● Exercise details:
Every line below is to be quoted exactly, with nothing added or dropped.

###

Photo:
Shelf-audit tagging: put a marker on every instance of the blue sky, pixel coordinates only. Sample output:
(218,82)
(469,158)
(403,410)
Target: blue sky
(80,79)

###

● Completed task:
Photo:
Shelf-audit tagging: put a marker on every instance of the blue sky, pixel coordinates only. Sample output:
(218,82)
(469,158)
(403,410)
Target: blue sky
(80,79)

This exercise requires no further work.